(Record excerpts Opens)

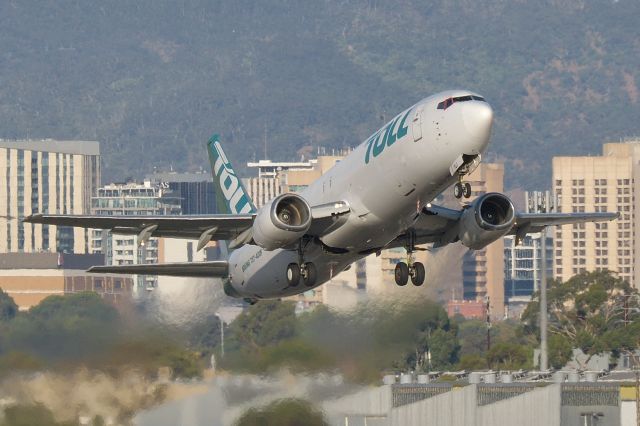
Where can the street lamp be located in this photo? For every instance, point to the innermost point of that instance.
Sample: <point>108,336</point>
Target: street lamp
<point>221,335</point>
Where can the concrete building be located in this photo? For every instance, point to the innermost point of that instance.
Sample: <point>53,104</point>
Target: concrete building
<point>275,178</point>
<point>483,270</point>
<point>470,309</point>
<point>46,176</point>
<point>601,184</point>
<point>131,199</point>
<point>488,402</point>
<point>523,262</point>
<point>31,277</point>
<point>196,191</point>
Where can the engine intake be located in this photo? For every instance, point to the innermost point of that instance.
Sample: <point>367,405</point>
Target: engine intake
<point>281,222</point>
<point>488,218</point>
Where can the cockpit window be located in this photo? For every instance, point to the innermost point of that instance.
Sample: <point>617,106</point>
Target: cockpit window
<point>450,101</point>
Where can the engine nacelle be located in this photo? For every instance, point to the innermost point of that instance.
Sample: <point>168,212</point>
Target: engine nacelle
<point>488,218</point>
<point>281,222</point>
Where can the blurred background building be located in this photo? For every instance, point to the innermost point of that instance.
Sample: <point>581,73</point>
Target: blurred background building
<point>32,277</point>
<point>124,199</point>
<point>601,184</point>
<point>523,262</point>
<point>46,176</point>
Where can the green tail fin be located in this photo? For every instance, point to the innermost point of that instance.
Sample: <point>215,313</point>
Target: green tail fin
<point>231,195</point>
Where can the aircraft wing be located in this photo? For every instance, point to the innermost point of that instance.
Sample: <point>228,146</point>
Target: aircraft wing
<point>233,227</point>
<point>217,268</point>
<point>205,228</point>
<point>534,222</point>
<point>439,225</point>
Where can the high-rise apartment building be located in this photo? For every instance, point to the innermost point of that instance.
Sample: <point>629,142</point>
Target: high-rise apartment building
<point>523,262</point>
<point>131,199</point>
<point>600,184</point>
<point>196,191</point>
<point>46,176</point>
<point>275,178</point>
<point>483,270</point>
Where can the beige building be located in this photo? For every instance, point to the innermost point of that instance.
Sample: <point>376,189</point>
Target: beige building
<point>131,199</point>
<point>598,184</point>
<point>275,178</point>
<point>47,176</point>
<point>29,278</point>
<point>483,270</point>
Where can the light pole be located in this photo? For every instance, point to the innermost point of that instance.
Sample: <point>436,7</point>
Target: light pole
<point>221,335</point>
<point>544,360</point>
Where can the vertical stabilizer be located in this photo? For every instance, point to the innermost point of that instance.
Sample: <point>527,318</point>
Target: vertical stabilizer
<point>231,195</point>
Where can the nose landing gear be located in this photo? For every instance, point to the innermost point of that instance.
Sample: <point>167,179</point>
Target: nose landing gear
<point>410,269</point>
<point>462,189</point>
<point>305,270</point>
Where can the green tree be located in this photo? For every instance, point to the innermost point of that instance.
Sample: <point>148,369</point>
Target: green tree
<point>65,327</point>
<point>284,412</point>
<point>30,415</point>
<point>508,356</point>
<point>560,350</point>
<point>472,335</point>
<point>263,324</point>
<point>593,311</point>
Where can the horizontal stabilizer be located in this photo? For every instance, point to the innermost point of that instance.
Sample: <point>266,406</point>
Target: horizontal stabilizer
<point>212,269</point>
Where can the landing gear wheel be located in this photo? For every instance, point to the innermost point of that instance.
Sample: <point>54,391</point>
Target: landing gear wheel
<point>417,278</point>
<point>458,190</point>
<point>293,274</point>
<point>310,275</point>
<point>466,190</point>
<point>402,274</point>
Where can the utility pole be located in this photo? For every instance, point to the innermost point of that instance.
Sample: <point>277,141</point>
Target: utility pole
<point>221,335</point>
<point>544,360</point>
<point>488,325</point>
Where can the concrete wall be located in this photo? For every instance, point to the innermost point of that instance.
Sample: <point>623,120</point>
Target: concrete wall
<point>454,408</point>
<point>540,406</point>
<point>374,402</point>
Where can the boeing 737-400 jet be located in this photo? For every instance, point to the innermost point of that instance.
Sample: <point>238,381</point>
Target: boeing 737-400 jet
<point>376,198</point>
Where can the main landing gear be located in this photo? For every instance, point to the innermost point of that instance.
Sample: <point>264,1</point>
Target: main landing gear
<point>410,269</point>
<point>462,189</point>
<point>305,270</point>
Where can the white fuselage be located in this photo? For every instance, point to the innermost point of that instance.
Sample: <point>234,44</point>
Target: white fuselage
<point>386,181</point>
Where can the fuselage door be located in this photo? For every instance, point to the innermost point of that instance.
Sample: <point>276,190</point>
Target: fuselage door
<point>416,124</point>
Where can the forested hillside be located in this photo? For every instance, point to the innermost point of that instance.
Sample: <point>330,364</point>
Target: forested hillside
<point>152,79</point>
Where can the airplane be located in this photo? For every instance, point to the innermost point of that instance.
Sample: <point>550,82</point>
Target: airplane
<point>378,197</point>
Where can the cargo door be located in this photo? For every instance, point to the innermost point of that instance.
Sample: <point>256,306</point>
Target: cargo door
<point>416,125</point>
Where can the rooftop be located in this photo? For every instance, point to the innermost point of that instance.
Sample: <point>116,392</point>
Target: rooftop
<point>51,145</point>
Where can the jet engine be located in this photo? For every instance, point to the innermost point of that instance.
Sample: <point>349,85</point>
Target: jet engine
<point>488,218</point>
<point>281,222</point>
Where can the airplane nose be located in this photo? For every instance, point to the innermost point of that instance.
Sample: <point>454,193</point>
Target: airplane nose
<point>478,119</point>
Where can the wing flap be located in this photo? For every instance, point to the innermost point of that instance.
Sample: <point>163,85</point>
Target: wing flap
<point>211,269</point>
<point>535,222</point>
<point>216,227</point>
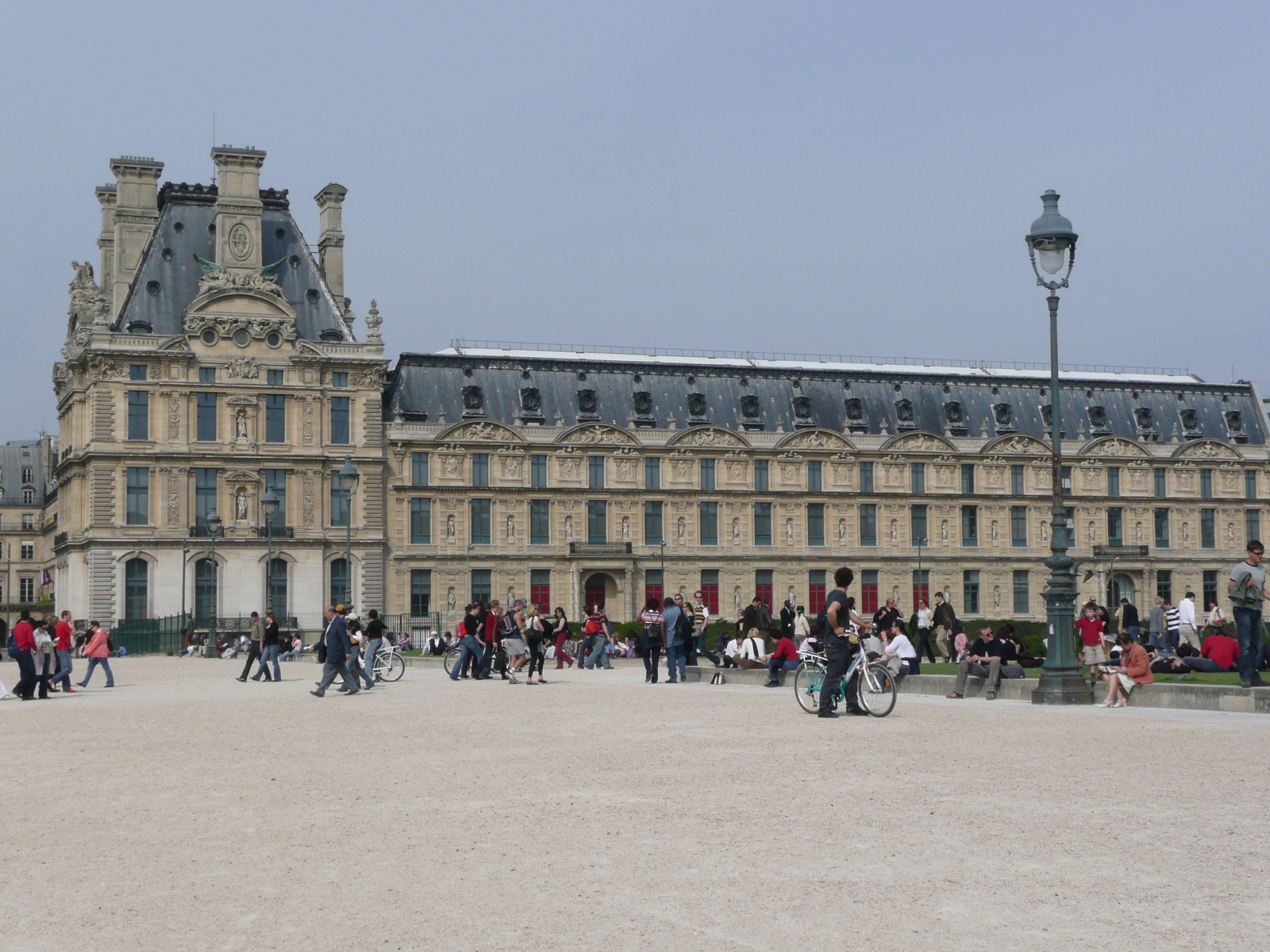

(Record excerpts Closes)

Problem details
Write out, exactly, the lines of the material from the very first through the line containing "Where can the blurred", and leave out every picture.

Solution to this exercise
Where can the street lamp be located in this photo? For every instance, point to the innermost point of that instance.
Sample: <point>108,336</point>
Target: street lamp
<point>221,335</point>
Where can the concrete building be located in this photo? For every instance, point to the innermost point of that instance.
Sample: <point>53,104</point>
Target: concrete building
<point>275,178</point>
<point>483,270</point>
<point>470,309</point>
<point>46,176</point>
<point>601,184</point>
<point>131,199</point>
<point>488,402</point>
<point>523,262</point>
<point>31,277</point>
<point>196,191</point>
Where can the engine intake be located in this photo? For every instance, point to the innermost point of that instance.
Sample: <point>367,405</point>
Target: engine intake
<point>281,222</point>
<point>488,218</point>
Where can the cockpit window be located in this photo? For every instance, point to the innermost point of that instance.
Sample: <point>617,106</point>
Target: cockpit window
<point>450,101</point>
Where can the engine nacelle be located in this photo? For every instance, point to the innermost point of that instance.
Sample: <point>168,212</point>
Target: engine nacelle
<point>488,218</point>
<point>281,222</point>
Where can the blurred background building be located in this photo? For every instance, point to the innermost point of that instance.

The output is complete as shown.